Vampir romantizmi, 2000’ler ve 2010’larda The Twilight Saga, The Vampire Diaries ve True Blood gibi yapımlarla dünyayı kasıp kavuran popüler bir alt türdür. 2020’lerde eskisi kadar popüler olmasa da hâlâ birçok hayranın favorisi olmaya devam etmektedir. Romantik vampir animeleri ise biraz daha niş bir kategoridir, ancak izleyicileri bir süre meşgul edecek kadar üretime sahiptir.
Live Action vampir aşk hikâyeleri klişelerle dolu olsa da birçok anime, bu klişeleri sorgulayan yapımlar sunar. Bununla birlikte, bazı temalar hayranlar tarafından memnuniyetle karşılanır ve tutkunların kalbinde özel bir yere sahiptir. Bu nedenle, birçok romantik vampir animesi, eski hikâyelere ve temalara yeni bir yorum getirerek, önceki yapımlardan gelen insan x vampir formatını takip eder.
Vampire Dormitory
Mito’nun hayatı oldukça zordur ve bu ifade bile durumu hafif anlatır. Hiçbir destek sistemi ya da “ev” diyebileceği bir yeri olmayan genç kızın geleceği o kadar umutsuz görünür ki kısa bir an için intihar etmeyi düşünür. Ancak fikrini değiştirdikten sonra yanlışlıkla bir köprüden düşer ve bu durum bir vampir olan Ruka’nın onu kurtarmasına neden olur. Bu tuhaf karşılaşma, ikisi arasında alışılmadık bir ilişkiyi başlatır: Ruka, Mito’nun kanını içerek, genç kızın hayatına biraz ışık ve sevgi getirir. Ancak işlerin ilginç yanı, Ruka’nın Mito’yu erkek sanmasıdır ki bu durum, Mito’nun moda tercihlerinden kaynaklanır, yeni partnerini kandırma isteğinden değil.
Mito’nun çevresinde beş erkekle gösterildiği görseller olmasına rağmen, Vampire Dormitory bir ters harem değil, geleneksel bir romantizm hikâyesidir. Mito ve Ruka ana çift olarak net bir şekilde sunulurken diğer karakterler, başrol çiftine destek olmak veya hikâyeye gerilim katmak için yer alır. Tek istisna Ren’dir, ancak o bile Mito’nun kalbini kazanmaya çalışan bir rakip değildir.
Anime, vampir kültürünü şimdiye kadar derinlemesine incelememiş ve genel formüle çok farklı bir yorum katmamıştır. Ancak kanın tadının, kişinin zihinsel ve duygusal durumuna göre değişmesi fikri öne çıkar. Yine de Mito’nun yavaş yavaş kendisini gerçekten kabul eden bir yer bulduğuna inanmaya başlamasını izlemek oldukça iç açıcıdır. Ruka, genel olarak sevilen bir erkek başrol karakteridir ve romantik vampir animeleri severler için tatmin edici bir hikâye sunar.

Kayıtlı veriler
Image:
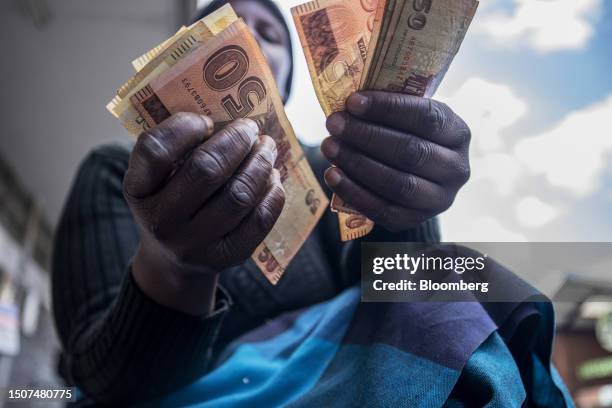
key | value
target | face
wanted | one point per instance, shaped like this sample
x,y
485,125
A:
x,y
271,36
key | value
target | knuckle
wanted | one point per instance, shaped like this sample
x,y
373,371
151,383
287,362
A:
x,y
409,187
439,116
464,173
240,194
395,103
267,215
127,194
464,133
419,152
205,166
263,163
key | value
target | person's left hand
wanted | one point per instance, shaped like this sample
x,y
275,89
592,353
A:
x,y
400,159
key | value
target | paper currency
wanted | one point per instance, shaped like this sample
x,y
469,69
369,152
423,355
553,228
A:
x,y
410,46
224,75
335,35
414,42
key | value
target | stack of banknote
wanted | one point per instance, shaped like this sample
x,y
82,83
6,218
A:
x,y
403,46
216,68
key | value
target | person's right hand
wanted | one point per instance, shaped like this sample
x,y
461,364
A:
x,y
203,204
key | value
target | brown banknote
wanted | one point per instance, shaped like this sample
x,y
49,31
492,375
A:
x,y
162,58
410,46
335,35
414,42
226,78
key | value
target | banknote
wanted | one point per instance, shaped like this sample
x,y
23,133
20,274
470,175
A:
x,y
409,44
414,43
162,58
226,78
335,35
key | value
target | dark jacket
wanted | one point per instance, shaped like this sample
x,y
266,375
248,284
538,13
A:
x,y
119,345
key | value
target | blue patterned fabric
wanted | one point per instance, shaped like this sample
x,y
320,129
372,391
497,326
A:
x,y
344,353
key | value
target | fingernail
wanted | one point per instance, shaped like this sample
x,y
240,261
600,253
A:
x,y
336,124
269,151
330,148
333,177
276,176
357,103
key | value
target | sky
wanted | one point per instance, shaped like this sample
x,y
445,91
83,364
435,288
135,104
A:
x,y
533,80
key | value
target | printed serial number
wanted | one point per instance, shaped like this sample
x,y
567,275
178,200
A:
x,y
48,394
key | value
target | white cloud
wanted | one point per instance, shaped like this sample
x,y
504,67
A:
x,y
573,154
544,25
488,108
502,170
533,212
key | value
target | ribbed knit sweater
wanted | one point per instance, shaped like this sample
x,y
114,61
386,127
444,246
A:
x,y
119,346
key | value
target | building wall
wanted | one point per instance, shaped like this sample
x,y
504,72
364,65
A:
x,y
56,76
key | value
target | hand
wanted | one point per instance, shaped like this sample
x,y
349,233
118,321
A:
x,y
202,205
400,159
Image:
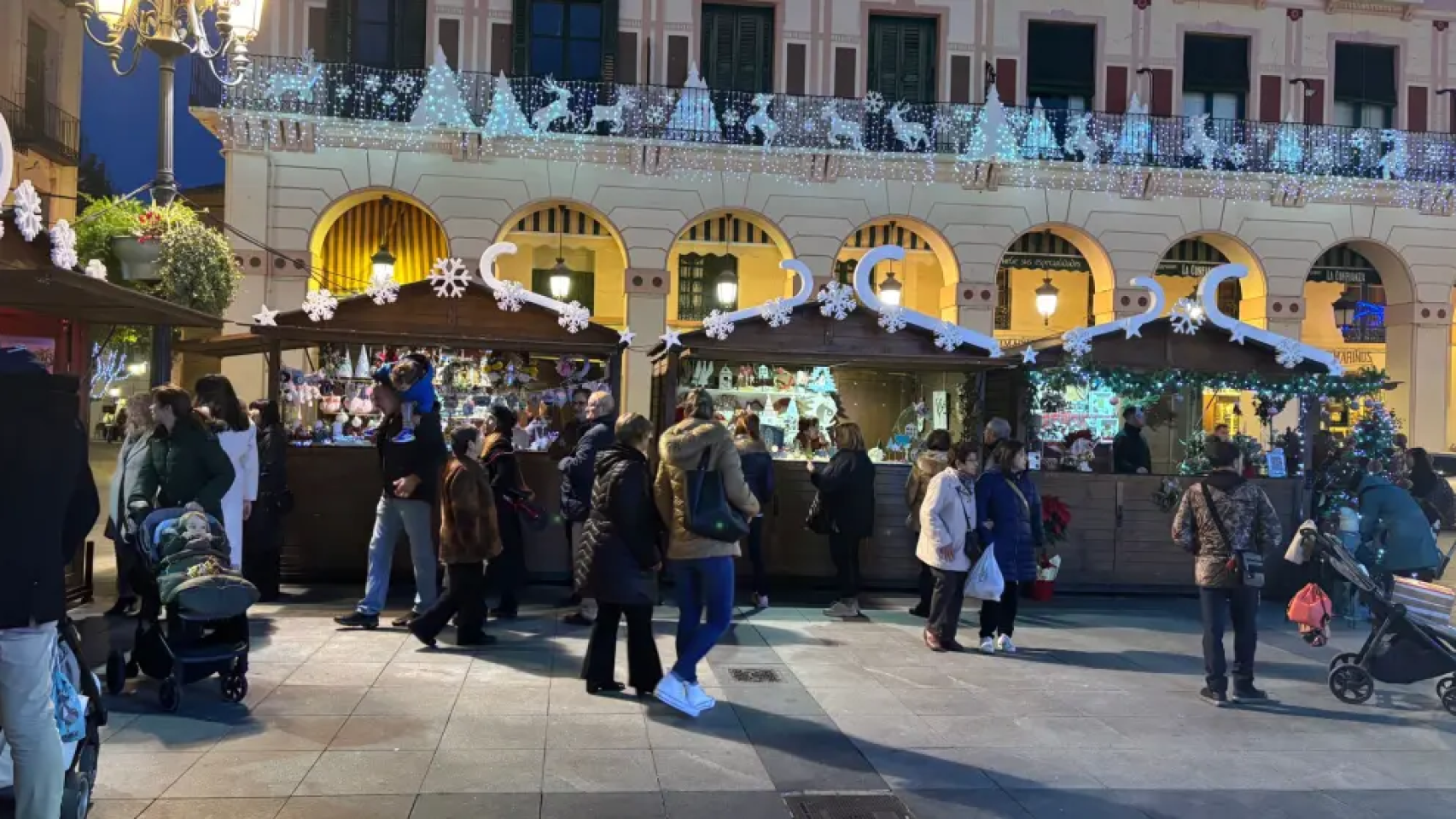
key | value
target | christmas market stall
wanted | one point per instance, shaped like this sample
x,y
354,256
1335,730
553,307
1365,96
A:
x,y
804,363
1070,406
491,345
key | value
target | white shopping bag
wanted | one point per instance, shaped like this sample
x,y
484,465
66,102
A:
x,y
986,581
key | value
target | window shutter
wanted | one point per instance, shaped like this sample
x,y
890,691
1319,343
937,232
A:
x,y
341,32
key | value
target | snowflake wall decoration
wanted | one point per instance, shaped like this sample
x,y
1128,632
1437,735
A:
x,y
319,305
777,311
449,278
717,326
510,297
836,300
891,319
63,247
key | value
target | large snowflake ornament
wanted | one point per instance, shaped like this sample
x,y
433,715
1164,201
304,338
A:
x,y
836,301
777,311
319,305
1187,316
1290,354
63,247
891,319
28,210
717,325
510,297
574,317
948,336
449,278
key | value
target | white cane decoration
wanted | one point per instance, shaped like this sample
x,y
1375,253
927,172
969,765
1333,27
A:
x,y
573,316
871,300
1239,330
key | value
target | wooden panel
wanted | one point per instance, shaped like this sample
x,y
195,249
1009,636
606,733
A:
x,y
1272,93
1115,98
797,70
1006,80
1416,108
960,78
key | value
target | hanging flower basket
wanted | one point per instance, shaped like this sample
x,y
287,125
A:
x,y
138,258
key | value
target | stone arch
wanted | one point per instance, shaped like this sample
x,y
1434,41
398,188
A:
x,y
352,227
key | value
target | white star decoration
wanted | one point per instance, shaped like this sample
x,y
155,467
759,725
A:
x,y
265,317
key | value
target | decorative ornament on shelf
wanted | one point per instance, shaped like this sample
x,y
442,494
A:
x,y
449,278
319,305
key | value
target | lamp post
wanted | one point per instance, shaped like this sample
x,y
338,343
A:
x,y
172,29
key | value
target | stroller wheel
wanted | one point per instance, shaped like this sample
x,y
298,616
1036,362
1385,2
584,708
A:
x,y
1352,684
235,687
115,672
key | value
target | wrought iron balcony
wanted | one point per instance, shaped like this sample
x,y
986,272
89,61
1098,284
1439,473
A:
x,y
1325,158
39,127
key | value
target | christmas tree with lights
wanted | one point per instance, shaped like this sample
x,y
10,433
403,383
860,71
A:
x,y
441,102
505,118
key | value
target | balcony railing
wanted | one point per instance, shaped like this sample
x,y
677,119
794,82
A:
x,y
39,127
864,127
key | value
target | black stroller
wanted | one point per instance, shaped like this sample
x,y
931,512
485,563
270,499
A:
x,y
1400,651
173,645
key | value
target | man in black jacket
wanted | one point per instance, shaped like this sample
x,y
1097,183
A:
x,y
47,505
411,472
1130,453
577,472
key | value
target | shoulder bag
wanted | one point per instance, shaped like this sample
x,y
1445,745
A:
x,y
1247,563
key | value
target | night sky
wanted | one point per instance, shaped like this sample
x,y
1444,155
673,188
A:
x,y
119,124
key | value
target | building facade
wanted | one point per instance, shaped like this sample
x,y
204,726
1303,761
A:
x,y
1004,144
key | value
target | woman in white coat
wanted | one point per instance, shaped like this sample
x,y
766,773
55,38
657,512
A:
x,y
239,439
948,543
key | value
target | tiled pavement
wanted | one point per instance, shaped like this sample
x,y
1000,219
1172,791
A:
x,y
1095,717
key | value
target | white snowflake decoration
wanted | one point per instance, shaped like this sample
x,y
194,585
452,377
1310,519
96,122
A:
x,y
28,210
319,305
777,311
63,247
383,290
836,301
1290,354
449,278
717,326
891,319
574,317
1076,342
1187,316
510,297
948,336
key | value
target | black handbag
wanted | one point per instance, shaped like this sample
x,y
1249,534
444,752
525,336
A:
x,y
708,513
1248,565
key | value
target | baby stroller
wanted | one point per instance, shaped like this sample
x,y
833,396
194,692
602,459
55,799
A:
x,y
79,715
1401,649
198,631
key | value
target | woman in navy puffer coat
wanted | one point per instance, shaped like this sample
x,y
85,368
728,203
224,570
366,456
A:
x,y
1010,509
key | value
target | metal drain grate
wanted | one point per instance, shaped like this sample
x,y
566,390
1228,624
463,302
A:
x,y
754,676
847,808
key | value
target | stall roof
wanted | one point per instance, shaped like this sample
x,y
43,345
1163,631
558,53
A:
x,y
812,340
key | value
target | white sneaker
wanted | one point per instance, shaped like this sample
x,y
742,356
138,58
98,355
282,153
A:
x,y
673,691
699,699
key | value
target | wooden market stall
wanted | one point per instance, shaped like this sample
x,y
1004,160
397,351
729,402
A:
x,y
896,386
335,479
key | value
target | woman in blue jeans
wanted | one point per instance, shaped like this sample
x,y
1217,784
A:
x,y
702,566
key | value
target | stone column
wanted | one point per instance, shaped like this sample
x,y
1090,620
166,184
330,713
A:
x,y
645,311
1417,342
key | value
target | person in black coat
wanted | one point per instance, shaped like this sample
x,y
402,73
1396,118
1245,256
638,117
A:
x,y
47,505
1130,453
847,495
620,559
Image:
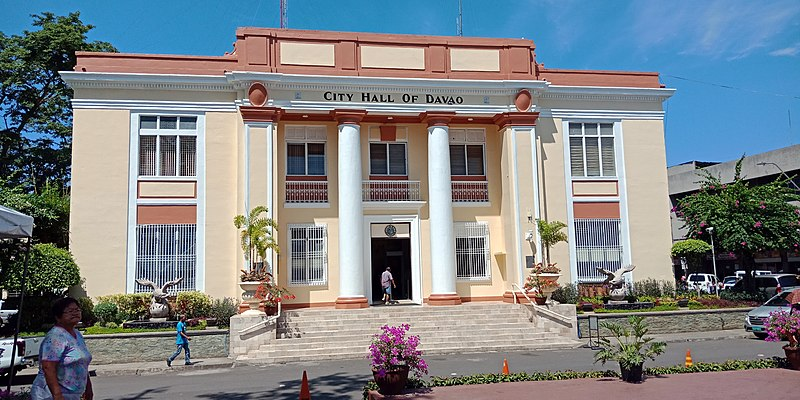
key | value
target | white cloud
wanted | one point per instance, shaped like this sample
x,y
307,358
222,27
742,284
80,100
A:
x,y
719,28
786,51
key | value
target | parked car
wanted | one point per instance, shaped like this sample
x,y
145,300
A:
x,y
27,353
729,281
756,319
702,282
772,284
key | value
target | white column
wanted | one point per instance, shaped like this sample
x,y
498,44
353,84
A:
x,y
443,252
351,224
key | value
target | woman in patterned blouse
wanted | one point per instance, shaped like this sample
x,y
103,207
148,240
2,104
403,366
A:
x,y
63,358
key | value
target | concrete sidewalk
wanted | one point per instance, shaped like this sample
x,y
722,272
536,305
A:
x,y
160,367
750,384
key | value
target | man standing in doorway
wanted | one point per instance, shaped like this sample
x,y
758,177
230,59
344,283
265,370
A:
x,y
387,283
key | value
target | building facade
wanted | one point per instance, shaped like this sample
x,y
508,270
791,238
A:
x,y
432,155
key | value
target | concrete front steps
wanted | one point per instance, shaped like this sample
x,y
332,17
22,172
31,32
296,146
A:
x,y
327,334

Görev Tanımı: Alıntı metne göre Ruka, Mito'yu neden erkek sanıyor?

Görev Çıktısı: Mito'nun moda tercihleri yüzünden.